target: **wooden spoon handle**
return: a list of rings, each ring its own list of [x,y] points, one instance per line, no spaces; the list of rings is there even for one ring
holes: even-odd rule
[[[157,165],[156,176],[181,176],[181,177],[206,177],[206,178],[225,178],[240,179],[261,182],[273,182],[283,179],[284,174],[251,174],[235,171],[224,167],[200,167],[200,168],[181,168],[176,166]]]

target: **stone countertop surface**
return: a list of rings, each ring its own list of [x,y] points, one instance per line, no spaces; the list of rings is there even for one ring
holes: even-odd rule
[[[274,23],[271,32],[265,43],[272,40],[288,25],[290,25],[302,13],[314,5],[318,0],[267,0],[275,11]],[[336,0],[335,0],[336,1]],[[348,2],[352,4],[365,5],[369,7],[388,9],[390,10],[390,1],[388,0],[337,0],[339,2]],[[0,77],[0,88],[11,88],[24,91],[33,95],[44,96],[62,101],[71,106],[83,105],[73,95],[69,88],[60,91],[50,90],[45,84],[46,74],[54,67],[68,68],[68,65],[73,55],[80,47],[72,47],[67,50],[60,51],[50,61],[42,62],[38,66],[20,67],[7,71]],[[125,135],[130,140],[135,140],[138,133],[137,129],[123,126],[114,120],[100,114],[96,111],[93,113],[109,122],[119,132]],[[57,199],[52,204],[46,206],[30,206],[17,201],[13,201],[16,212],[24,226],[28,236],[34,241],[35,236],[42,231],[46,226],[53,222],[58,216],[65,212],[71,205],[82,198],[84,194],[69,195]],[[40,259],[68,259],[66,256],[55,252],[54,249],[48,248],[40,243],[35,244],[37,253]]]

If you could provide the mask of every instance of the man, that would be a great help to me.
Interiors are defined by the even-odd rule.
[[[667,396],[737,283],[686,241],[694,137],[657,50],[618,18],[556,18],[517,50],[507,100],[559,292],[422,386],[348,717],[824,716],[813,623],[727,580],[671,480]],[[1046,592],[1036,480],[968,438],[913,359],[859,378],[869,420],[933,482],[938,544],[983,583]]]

_Problem to work on_
Please return every line above word for word, with nothing changed.

_Exercise output_
target: **wooden spoon handle**
return: a list of rings, each ring its own list of [x,y] points, one instance per line, no spaces; the list of rings is there even for one ring
holes: even-odd rule
[[[157,165],[156,176],[181,176],[181,177],[206,177],[206,178],[225,178],[240,179],[261,182],[273,182],[283,179],[284,174],[251,174],[235,171],[224,167],[200,167],[200,168],[181,168],[176,166]]]

target: **stone countertop surface**
return: a list of rings, each ring its own list of [x,y] points, one instance per line, no spaces; the list of rings is there even for one ring
holes: even-odd rule
[[[274,23],[271,32],[265,43],[272,40],[288,25],[290,25],[302,13],[314,5],[318,0],[267,0],[275,11]],[[336,0],[335,0],[336,1]],[[348,2],[352,4],[365,5],[369,7],[388,9],[390,10],[390,1],[388,0],[337,0],[339,2]],[[0,77],[0,88],[11,88],[24,91],[33,95],[44,96],[62,101],[71,106],[83,105],[73,95],[69,88],[60,91],[50,90],[45,84],[46,74],[54,67],[68,68],[68,65],[73,55],[80,47],[72,47],[67,50],[60,51],[50,61],[42,62],[38,66],[20,67],[7,71]],[[125,135],[130,140],[135,140],[138,133],[137,129],[123,126],[114,120],[100,114],[96,111],[93,113],[109,122],[119,132]],[[57,199],[52,204],[46,206],[30,206],[17,201],[13,201],[16,212],[24,226],[28,236],[34,241],[35,236],[42,231],[46,226],[53,222],[58,216],[65,212],[71,205],[82,198],[84,194],[69,195]],[[40,259],[68,259],[66,256],[55,252],[54,249],[48,248],[40,243],[35,244],[37,253]]]

If you could provide the mask of every instance of the man, that would be a great help to me.
Interiors are defined by the even-odd rule.
[[[667,396],[737,283],[686,241],[694,137],[657,50],[618,18],[556,18],[517,50],[507,100],[559,292],[422,386],[348,717],[824,716],[813,623],[727,580],[671,480]],[[1046,592],[1036,480],[968,438],[913,359],[859,378],[869,420],[933,482],[938,544],[983,583]]]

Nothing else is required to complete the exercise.